Série d'exercices
1 - Relevez toutes les dates distinctes mentionnées dans l'extrait sur les contrats de licence.
2 - Poursuivez l'extrait sur les contrats de licence à partir de sa dernière phrase.

Trois contrats de licence ont été conclus entre la société Newman et la société Etablissement [G] :

Un premier contrat a été conclu le 3 mars 2015 conférant à la société Etablissement [G] le droit exclusif en Europe de fabriquer ou faire fabriquer, distribuer et vendre sous les marques NEW MAN les produits suivants : haut et bas de jogging homme, pyjamas et gants. Par avenant du 17 mars 2015, les parties ont convenu d'ajouter le produit 'parapluie' aux produits précédemment concédés sous licence. Ce contrat a été conclu pour une durée s'achevant au 30 juin 2018, avec tacite reconduction, sauf dénonciation anticipée.

Un autre contrat de licence a été conclu le 3 mars 2015 conférant à la société Etablissement [G] le droit exclusif en Europe de fabriquer ou faire fabriquer, distribuer et vendre sous les marques NEW MAN les produits suivants : chaussettes homme, sous-vêtements homme (boxer, caleçon court, slip, tricot et marcel, caleçon long chaud, tee-shirt chaud de nuit). Ce contrat a été conclu pour une durée s'achevant au 30 juin 2018, avec tacite reconduction, sauf dénonciation anticipée.

Lignes affichées

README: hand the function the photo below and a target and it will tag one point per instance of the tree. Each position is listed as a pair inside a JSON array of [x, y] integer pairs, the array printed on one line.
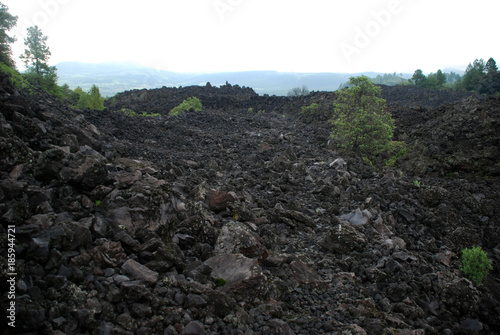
[[473, 75], [491, 67], [475, 264], [419, 78], [95, 100], [7, 22], [92, 99], [361, 123], [36, 58], [490, 81], [298, 91], [37, 55]]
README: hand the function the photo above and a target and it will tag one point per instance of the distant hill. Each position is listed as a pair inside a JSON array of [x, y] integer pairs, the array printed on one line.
[[113, 78]]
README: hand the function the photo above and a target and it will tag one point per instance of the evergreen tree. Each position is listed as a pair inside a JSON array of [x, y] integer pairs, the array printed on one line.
[[7, 22], [36, 58], [473, 75], [94, 100], [440, 79], [419, 78], [490, 81], [491, 67], [37, 55]]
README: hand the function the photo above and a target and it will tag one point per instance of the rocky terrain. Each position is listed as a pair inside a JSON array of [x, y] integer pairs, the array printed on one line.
[[243, 218]]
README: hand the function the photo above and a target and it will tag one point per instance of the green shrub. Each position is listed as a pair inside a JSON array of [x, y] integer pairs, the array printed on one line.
[[311, 109], [361, 123], [475, 264], [396, 150], [188, 104]]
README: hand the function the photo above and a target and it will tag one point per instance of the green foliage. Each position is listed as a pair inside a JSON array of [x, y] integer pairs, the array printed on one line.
[[433, 80], [475, 264], [92, 99], [481, 77], [298, 91], [389, 79], [37, 54], [473, 75], [191, 103], [131, 113], [7, 22], [396, 150], [311, 109], [361, 123]]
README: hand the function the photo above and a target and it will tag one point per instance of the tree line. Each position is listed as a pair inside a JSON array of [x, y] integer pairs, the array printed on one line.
[[38, 71], [479, 76]]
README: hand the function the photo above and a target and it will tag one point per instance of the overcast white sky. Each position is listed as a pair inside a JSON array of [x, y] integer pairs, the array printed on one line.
[[282, 35]]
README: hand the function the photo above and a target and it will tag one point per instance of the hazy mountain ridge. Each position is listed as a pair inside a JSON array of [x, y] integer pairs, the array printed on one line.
[[114, 77]]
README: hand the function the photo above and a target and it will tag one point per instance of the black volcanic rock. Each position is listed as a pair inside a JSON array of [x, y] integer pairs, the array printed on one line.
[[116, 231]]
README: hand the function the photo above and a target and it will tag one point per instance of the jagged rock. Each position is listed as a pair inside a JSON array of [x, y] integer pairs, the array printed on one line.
[[358, 217], [243, 276], [343, 238], [86, 170], [194, 328], [140, 271], [237, 238], [91, 192], [218, 200]]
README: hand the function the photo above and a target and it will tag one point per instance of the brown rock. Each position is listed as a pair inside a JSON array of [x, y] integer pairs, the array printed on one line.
[[218, 200]]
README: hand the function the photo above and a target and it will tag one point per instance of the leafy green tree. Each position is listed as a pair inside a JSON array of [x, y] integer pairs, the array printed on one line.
[[491, 67], [419, 78], [91, 99], [298, 91], [361, 123], [475, 264], [192, 103], [37, 54], [490, 82], [473, 75], [7, 22], [95, 100], [36, 58]]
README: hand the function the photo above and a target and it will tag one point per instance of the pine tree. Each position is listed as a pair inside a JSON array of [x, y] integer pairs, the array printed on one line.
[[95, 101], [473, 75], [419, 78], [7, 22], [37, 55], [491, 67]]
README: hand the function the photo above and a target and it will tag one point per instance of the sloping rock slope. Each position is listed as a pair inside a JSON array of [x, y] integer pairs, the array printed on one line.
[[230, 222]]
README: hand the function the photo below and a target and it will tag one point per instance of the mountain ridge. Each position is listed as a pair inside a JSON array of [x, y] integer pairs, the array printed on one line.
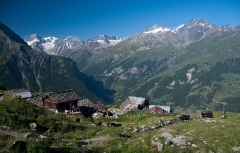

Réponses par exercice
1 - 3 mars 2015, 17 mars 2015, 30 juin 2018

2 -
Un troisième contrat de licence a été conclu le 22 avril 2015 conférant à la société Etablissement [G] le droit exclusif en Europe de fabriquer ou faire fabriquer, distribuer et vendre sous les marques NEW MAN les produits suivants: maroquinerie homme, petite maroquinerie homme, sac ordinateur, sacoche bandoulière. Ce contrat a été conclu pour une durée s'achevant au 31 décembre 2018, avec tacite reconduction, sauf dénonciation anticipée.

- Procédure collective de la société Newman,

Par jugement du 3 juin 2016, le tribunal de commerce de Besançon a prononcé l'ouverture d'une procédure de redressement judiciaire de la société Newman, nommant comme mandataire judiciaire, Me [B] [I] et Me [J] [X], ès qualités d'administrateur au redressement judiciaire.

Par jugement du 7 décembre 2016, le tribunal de commerce de Besançon a arrêté le plan de cession de la société Newman au profit des sociétés Sun City et Etoiles SCR, avec faculté de substitution.

Le plan prévoyait la reprise du seul contrat de licence conclu avec la société Look Vision portant sur la distribution de lunettes.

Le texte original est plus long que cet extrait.